**文書抜粋:**

*****

これまでも、土地所有に関する各種行政手続きのデジタル化を進める「Bhoomi Project」や将来を担う子供たちの能力を高めるKnowledge Future政策などに取り組んできたが、2014年12月からは、スマホの普及を視野に入れて、あらゆる端末から行政へのアクセスが可能な「Mobile One」という政策が始まった。
直観的な理解で誰もが操作できるモバイル技術
カルナタカ州は早くからIT政策に積極的な地域だ。1997年には衛星通信を使った行政事務(特に主税・主計)の情報化を企画・立案(カザネ・プロジェクト)し、2000年に運用が開始された。その後は、通信基盤を光ファイバー網に拡充し、現在に至っている。同州が各種の政策を推進するに際して課題となってきたのが、カナラ語、ヒンディー語、英語といった住民の多様な使用言語の壁だ。さらに厄介なのは、それらの読み書き能力(識字能力)の格差で、これは歴史的に根の深い社会的、経済的事情に起因する。
モバイル技術の爆発的な浸透は、この問題の解決に貢献すると期待されているようだ。なぜなら、多くの人々がモバイルを利用するようになったことで、現在は、誰もが容易にしかも直感的な理解でITを操作できる環境ができてきたからだ。Mobile Oneはその象徴的な政策スローガンといえる。
ITの課題解決力は途上国同士の国際貢献にも活かされる
広大な面積と膨大な人口を抱えるインド全土を視野に入れると、多様性の問題はさらに複雑だ。連載の第78回で紹介したC-DACは、中央政府の機関としてe-Sangan と呼ばれる共通プラットフォームの開発・運営を行い、この課題を解決しようと奮闘している。Sanganはヒンディー語で「合流」という意味だ。C-DACが開発したe-Sanganは、中央省庁から州政府や地域の行政区に至るまで、数多くの組織でバラバラに形成されてきた各種のシステムをシームレスにつなぐミドルウェアで、行政と行政(G2G)、行政と産業(G2B)、行政と一般市民(G2C)の間の手続きを効率化する基盤と期待されている。
さらに、C-DACは、カルナタカ州政府のMobile Oneと同様、モバイル化の進展を視野に入れたMobile Sevaという政策にも取り組んでいる。Sevaはヒンディー語で「サービス」という意味だ。

*****

自然言語による領域の記述
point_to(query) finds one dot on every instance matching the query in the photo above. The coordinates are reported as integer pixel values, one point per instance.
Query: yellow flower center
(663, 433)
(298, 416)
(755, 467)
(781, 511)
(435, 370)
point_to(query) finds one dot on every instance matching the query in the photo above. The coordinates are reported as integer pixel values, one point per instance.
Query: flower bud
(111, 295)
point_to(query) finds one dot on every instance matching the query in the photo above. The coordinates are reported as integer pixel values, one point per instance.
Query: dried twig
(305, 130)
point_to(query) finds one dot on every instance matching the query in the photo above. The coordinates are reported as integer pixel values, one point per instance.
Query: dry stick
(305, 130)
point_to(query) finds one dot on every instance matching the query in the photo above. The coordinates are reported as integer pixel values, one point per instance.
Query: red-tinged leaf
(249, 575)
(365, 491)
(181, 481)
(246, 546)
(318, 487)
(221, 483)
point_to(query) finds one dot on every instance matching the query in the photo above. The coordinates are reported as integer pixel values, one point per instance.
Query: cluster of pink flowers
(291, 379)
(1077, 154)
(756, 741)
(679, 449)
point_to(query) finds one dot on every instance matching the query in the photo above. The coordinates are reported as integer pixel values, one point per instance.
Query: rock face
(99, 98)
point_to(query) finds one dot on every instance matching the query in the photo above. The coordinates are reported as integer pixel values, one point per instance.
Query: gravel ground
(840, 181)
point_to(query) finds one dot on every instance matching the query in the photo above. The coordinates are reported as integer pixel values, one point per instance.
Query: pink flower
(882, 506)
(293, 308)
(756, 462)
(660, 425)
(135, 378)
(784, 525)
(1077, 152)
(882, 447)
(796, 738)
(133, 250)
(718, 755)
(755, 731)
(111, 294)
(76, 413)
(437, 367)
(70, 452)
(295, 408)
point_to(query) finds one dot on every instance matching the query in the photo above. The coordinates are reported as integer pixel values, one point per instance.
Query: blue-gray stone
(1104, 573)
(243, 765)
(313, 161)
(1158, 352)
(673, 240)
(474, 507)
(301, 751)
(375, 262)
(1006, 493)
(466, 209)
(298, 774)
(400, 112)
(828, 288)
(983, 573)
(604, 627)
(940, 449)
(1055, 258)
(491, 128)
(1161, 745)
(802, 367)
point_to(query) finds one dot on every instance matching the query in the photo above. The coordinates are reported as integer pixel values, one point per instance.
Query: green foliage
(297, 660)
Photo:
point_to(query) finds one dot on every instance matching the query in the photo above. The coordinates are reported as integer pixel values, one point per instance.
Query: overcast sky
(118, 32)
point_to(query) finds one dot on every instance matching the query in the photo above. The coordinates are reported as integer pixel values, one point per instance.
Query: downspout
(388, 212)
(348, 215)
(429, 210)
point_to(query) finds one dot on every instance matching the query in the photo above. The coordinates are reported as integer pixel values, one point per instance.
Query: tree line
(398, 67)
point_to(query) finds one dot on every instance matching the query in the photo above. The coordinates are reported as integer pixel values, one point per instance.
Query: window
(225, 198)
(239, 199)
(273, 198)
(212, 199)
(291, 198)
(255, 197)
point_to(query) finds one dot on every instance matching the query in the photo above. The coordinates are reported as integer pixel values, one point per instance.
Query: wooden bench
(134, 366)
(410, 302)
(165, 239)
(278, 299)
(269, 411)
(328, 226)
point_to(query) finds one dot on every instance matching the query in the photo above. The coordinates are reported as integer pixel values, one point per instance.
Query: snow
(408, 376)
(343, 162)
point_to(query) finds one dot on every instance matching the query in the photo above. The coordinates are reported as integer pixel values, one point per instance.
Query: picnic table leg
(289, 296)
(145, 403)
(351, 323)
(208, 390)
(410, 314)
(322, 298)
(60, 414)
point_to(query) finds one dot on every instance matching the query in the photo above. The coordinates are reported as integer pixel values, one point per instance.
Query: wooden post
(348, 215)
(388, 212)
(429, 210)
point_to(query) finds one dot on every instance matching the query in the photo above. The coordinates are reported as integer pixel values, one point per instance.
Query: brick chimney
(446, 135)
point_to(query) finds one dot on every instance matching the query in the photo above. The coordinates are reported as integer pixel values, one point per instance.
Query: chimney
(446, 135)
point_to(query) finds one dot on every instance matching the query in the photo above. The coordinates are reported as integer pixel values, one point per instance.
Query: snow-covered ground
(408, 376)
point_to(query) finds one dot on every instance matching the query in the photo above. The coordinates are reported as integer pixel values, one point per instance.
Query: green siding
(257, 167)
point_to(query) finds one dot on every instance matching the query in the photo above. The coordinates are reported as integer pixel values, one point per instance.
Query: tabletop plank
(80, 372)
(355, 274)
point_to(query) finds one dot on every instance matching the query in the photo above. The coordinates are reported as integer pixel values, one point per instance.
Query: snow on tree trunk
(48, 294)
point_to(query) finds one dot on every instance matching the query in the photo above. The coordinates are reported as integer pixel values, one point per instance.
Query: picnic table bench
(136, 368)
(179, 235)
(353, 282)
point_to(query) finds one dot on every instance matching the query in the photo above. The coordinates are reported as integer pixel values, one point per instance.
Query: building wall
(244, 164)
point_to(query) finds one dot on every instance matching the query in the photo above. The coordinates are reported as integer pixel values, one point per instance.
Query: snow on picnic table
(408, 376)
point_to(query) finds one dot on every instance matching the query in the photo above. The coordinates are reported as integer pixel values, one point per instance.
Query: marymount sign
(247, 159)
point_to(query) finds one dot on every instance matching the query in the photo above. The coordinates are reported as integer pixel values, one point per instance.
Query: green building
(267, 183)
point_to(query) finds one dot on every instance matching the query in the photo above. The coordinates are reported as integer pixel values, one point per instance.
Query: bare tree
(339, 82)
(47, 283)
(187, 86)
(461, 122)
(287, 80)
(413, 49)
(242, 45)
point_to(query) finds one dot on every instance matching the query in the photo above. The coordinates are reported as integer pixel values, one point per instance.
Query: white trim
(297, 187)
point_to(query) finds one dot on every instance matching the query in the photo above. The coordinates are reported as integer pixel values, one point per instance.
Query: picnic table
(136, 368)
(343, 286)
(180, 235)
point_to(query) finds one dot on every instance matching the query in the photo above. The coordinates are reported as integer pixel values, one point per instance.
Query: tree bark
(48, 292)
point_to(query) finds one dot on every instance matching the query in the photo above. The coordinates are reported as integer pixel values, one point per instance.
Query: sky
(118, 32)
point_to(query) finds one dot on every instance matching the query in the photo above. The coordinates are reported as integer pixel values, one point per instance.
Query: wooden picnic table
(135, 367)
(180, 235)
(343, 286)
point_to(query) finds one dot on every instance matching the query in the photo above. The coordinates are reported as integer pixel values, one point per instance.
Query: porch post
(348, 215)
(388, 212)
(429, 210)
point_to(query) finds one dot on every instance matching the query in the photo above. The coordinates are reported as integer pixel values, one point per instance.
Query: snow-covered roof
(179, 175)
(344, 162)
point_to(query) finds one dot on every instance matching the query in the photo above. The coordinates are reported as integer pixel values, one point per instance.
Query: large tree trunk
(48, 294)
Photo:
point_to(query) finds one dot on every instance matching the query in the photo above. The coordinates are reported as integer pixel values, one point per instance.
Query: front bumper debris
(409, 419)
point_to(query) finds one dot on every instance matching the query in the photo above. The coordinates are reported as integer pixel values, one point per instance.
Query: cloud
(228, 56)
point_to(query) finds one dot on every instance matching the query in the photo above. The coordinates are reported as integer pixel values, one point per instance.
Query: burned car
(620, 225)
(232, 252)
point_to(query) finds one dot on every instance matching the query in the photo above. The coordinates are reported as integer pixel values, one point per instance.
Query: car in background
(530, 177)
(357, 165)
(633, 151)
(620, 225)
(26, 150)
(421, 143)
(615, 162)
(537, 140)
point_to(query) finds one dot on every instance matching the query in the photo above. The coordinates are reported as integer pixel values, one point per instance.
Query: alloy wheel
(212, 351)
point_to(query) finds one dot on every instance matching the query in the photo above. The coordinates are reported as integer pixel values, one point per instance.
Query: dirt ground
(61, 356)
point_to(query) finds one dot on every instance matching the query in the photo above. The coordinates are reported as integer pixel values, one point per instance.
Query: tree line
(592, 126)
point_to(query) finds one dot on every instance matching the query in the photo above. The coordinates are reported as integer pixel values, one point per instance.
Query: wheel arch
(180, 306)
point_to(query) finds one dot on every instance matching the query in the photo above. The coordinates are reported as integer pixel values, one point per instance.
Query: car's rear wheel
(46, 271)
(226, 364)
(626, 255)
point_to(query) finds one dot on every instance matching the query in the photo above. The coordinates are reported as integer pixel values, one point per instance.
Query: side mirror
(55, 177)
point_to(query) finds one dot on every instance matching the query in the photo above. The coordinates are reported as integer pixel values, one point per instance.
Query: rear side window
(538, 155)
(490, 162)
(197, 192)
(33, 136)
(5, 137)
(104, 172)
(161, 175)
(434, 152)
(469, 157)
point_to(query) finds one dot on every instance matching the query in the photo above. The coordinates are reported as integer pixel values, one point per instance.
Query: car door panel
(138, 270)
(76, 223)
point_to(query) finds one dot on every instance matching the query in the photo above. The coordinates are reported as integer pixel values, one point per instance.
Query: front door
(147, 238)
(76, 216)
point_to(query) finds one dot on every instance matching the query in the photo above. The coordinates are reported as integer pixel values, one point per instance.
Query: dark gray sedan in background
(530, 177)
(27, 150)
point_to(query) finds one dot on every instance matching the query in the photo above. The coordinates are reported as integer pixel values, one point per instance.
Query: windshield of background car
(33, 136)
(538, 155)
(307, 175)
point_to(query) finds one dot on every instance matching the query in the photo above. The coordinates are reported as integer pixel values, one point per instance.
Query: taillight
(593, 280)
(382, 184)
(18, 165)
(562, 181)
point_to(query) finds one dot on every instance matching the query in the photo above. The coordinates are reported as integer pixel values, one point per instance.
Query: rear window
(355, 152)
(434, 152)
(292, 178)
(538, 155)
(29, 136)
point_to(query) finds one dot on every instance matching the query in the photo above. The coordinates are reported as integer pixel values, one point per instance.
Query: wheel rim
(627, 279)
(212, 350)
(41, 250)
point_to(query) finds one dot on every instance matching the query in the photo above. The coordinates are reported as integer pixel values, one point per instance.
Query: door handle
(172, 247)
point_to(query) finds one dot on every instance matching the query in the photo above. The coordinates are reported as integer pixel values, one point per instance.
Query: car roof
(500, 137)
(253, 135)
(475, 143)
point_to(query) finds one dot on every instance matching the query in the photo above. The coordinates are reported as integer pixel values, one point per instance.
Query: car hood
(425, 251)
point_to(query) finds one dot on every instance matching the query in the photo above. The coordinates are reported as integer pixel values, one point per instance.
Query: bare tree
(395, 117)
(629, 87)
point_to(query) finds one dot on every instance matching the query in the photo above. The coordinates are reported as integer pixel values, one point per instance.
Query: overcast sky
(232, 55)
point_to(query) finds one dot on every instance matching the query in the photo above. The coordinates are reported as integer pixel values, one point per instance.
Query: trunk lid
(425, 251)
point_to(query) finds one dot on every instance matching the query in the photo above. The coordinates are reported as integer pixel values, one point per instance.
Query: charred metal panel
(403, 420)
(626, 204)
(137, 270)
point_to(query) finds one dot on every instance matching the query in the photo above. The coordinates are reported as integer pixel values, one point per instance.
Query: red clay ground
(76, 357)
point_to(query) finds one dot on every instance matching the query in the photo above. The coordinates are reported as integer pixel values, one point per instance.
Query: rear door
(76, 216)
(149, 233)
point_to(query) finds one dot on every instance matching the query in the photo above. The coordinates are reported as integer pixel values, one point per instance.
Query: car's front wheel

*****

**作業内容 1:**
文書抜粋のうち、「直観的な理解で誰もが操作できるモバイル技術」で始まり「化する基盤と期待されている。」までの部分を原文どおりに引用せよ。
**作業内容 2:**
文書抜粋に基づき、次の問いに答えよ。
(a) 「Mobile One」という政策はいつから始まったか。
(b) カザネ・プロジェクトの運用が開始されたのは何年か。
(c) 「Seva」はヒンディー語でどういう意味か。
提示資料は本件の作業には用いない。

**回答欄 1:**
直観的な理解で誰もが操作できるモバイル技術
カルナタカ州は早くからIT政策に積極的な地域だ。1997年には衛星通信を使った行政事務(特に主税・主計)の情報化を企画・立案(カザネ・プロジェクト)し、2000年に運用が開始された。その後は、通信基盤を光ファイバー網に拡充し、現在に至っている。同州が各種の政策を推進するに際して課題となってきたのが、カナラ語、ヒンディー語、英語といった住民の多様な使用言語の壁だ。さらに厄介なのは、それらの読み書き能力(識字能力)の格差で、これは歴史的に根の深い社会的、経済的事情に起因する。
モバイル技術の爆発的な浸透は、この問題の解決に貢献すると期待されているようだ。なぜなら、多くの人々がモバイルを利用するようになったことで、現在は、誰もが容易にしかも直感的な理解でITを操作できる環境ができてきたからだ。Mobile Oneはその象徴的な政策スローガンといえる。
ITの課題解決力は途上国同士の国際貢献にも活かされる
広大な面積と膨大な人口を抱えるインド全土を視野に入れると、多様性の問題はさらに複雑だ。連載の第78回で紹介したC-DACは、中央政府の機関としてe-Sangan と呼ばれる共通プラットフォームの開発・運営を行い、この課題を解決しようと奮闘している。Sanganはヒンディー語で「合流」という意味だ。C-DACが開発したe-Sanganは、中央省庁から州政府や地域の行政区に至るまで、数多くの組織でバラバラに形成されてきた各種のシステムをシームレスにつなぐミドルウェアで、行政と行政(G2G)、行政と産業(G2B)、行政と一般市民(G2C)の間の手続きを効率化する基盤と期待されている。

**回答欄 2:**
(a) 2014年12月
(b) 2000年
(c) 「サービス」